**EXERCISE REQUIREMENTS:**
Each line from the one containing "Look at the photo above. For every instance of the woman" to the end of the entries is to be repeated exactly, and no other line.

= = = =

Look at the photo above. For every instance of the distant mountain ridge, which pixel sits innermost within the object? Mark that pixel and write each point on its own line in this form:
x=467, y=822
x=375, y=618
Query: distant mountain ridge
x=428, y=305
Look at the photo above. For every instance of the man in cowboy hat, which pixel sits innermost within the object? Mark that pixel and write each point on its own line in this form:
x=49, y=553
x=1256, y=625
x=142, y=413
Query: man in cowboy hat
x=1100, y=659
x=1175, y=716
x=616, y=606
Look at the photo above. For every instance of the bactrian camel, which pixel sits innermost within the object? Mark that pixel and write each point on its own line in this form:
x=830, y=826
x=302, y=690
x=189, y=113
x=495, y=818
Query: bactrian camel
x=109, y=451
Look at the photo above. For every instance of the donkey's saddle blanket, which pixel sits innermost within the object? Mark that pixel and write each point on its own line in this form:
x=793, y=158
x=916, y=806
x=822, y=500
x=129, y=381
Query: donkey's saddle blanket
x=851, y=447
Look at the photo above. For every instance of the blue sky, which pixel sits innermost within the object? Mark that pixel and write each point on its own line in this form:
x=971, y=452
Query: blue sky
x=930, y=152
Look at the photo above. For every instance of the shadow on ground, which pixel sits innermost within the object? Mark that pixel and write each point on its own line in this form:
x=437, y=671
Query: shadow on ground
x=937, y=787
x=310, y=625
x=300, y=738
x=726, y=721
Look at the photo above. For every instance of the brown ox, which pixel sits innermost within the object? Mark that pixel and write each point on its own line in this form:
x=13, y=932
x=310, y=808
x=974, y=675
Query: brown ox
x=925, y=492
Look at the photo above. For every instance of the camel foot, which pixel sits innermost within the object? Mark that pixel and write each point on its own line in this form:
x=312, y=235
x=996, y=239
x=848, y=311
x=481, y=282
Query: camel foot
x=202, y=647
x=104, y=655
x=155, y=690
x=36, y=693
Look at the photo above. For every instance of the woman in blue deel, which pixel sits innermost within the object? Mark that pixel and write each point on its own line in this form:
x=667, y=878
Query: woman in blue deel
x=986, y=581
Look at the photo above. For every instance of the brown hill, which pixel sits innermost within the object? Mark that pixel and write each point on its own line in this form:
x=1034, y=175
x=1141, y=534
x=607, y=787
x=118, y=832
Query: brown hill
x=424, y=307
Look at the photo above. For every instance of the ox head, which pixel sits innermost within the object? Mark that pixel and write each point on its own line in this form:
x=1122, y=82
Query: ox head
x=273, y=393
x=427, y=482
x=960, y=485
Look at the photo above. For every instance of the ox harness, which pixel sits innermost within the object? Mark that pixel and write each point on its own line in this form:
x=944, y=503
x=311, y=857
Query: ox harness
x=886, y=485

= = = =

**ANSWER SECTION:**
Look at the photo above. For every instance of the woman in blue deel, which pixel sits innermost within the object? Mark that pixel and write each point on its own line in this form:
x=667, y=878
Query: woman in blue deel
x=986, y=581
Look at the photo above. For every instance of the brown hill, which pixel sits innermost within the object? Mark that pixel and write each point on its own line in this form:
x=1034, y=175
x=1141, y=534
x=607, y=787
x=118, y=832
Query: brown hill
x=424, y=307
Look at the photo above. For every instance of the ox head, which pixel sits innermost within the object? Mark that pixel and write each point on its own line in this form:
x=1122, y=82
Query: ox head
x=273, y=393
x=427, y=482
x=960, y=485
Look at the photo above. For every instance of the ox harness, which pixel sits innermost within the object? Mark that pixel and write each point on its own line in this form:
x=944, y=503
x=311, y=857
Query: ox harness
x=886, y=485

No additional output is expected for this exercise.